■ GOAL
Lay out every line of the items below as one numbered list, skipping any blank lines.

■ SOURCE MATERIAL
____

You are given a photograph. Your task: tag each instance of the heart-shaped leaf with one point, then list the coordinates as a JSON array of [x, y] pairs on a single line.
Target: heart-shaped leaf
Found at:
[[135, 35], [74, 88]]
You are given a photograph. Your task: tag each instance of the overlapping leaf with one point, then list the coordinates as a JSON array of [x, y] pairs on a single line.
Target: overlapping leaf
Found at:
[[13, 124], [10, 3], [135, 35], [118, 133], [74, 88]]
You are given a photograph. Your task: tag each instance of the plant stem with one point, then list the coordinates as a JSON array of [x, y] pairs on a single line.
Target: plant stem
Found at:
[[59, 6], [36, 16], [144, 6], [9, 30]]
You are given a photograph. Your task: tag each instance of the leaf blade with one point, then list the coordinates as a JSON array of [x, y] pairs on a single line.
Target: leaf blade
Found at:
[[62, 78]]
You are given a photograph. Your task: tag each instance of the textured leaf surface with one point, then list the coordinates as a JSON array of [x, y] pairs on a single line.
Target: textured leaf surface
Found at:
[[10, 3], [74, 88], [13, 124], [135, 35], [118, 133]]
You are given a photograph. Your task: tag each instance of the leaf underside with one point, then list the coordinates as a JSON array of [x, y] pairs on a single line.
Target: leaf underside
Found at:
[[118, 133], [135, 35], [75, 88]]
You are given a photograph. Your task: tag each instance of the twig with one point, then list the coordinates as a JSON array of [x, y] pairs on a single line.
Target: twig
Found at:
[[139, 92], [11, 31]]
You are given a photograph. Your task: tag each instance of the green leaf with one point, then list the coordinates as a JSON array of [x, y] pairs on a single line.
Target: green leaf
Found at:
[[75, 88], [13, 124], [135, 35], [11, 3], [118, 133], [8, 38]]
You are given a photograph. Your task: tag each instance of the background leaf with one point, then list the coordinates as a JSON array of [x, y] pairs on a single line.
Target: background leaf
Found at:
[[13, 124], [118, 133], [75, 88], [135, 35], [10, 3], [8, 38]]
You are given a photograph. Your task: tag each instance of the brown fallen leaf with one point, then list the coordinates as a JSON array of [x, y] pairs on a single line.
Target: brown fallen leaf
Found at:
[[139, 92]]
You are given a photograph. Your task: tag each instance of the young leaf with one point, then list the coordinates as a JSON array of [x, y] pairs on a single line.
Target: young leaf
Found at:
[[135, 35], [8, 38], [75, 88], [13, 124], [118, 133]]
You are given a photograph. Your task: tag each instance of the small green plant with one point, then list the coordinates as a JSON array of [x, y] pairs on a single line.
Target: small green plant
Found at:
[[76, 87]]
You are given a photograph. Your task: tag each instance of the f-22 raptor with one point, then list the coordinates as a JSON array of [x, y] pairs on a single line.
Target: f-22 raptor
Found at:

____

■ SOLUTION TO THE EXERCISE
1. You are given a photograph. Your task: tag each instance of the heart-shaped leaf with one point, then list the coordinates as a JSON array of [x, y] pairs on a single line.
2. Target: heart-shaped leaf
3. Found at:
4. [[135, 35], [74, 88]]
5. You are given a photograph. Your task: tag each instance of the overlapping leaf with one point, then list the coordinates as a JSON array of [x, y] pairs on a single line.
6. Target: overlapping leaf
7. Found at:
8. [[13, 124], [10, 3], [135, 35], [118, 133], [74, 88]]
9. You are given a photograph. Your task: tag each instance of the plant stem with one point, then list the coordinates as a JSON array of [x, y] pairs on a single line.
10. Target: plant stem
11. Found at:
12. [[59, 6], [36, 16], [144, 6], [9, 30]]
13. You are given a photograph. Your task: tag each instance of the leaf blade with one point, then list the coordinates as a JSON array of [x, y] pairs on a single line.
14. Target: leaf blade
15. Found at:
16. [[62, 78]]
17. You are given a photograph. Your task: tag each instance of the textured leaf surface with one point, then list the coordinates as a JSON array of [x, y] pairs on a single line.
18. Target: textured leaf surface
19. Found at:
20. [[10, 3], [74, 88], [13, 124], [135, 35], [118, 133]]
21. You are given a photograph. Your task: tag each instance of the leaf underside with one point, then list the coordinates as a JSON array of [x, y] pairs on a single line.
22. Target: leaf underside
23. Found at:
24. [[118, 133], [135, 35], [75, 88]]
25. You are given a photograph. Your task: tag each instance of the twig with one point, then list the coordinates as a JSON array of [x, y] pairs on a single line.
26. Target: twig
27. Found at:
28. [[139, 92], [11, 31]]
29. You are given a photograph. Your task: tag each instance of the green leaf with one point, then list the coordinates as a JSON array of [x, y] pairs on a single line.
30. Target: green leaf
31. Found at:
32. [[75, 88], [13, 124], [135, 35], [11, 3], [118, 133], [8, 38]]
33. You are given a photograph. Your task: tag each instance of the background leaf with one point, then list the coordinates as a JSON array of [x, y] pairs on a single line.
34. Target: background leaf
35. Found at:
36. [[13, 124], [118, 133], [75, 88], [135, 35], [10, 3], [8, 38]]
37. You are given a photograph. Your task: tag each instance of the brown fallen leaf with one point, then list the coordinates as a JSON array of [x, y] pairs on a single line.
38. Target: brown fallen leaf
39. Found at:
40. [[139, 92]]
41. You are given a photograph. Your task: tag each instance of the young leaf with one point, then list the coordinates as a JSON array of [x, y] pairs on a single line.
42. Target: young leaf
43. Found at:
44. [[135, 35], [8, 38], [75, 88], [13, 124], [118, 133]]
45. You are given a photograph. Your task: tag each instance of the small green plant with one point, then list the coordinates as a JSON array of [x, y] pairs on a single line.
46. Target: small green plant
47. Found at:
48. [[76, 87]]
49. You are given a photograph. Your task: tag each instance of the f-22 raptor with one point, then list the coordinates as a JSON array of [x, y] pairs on a single line.
50. Target: f-22 raptor
51. Found at:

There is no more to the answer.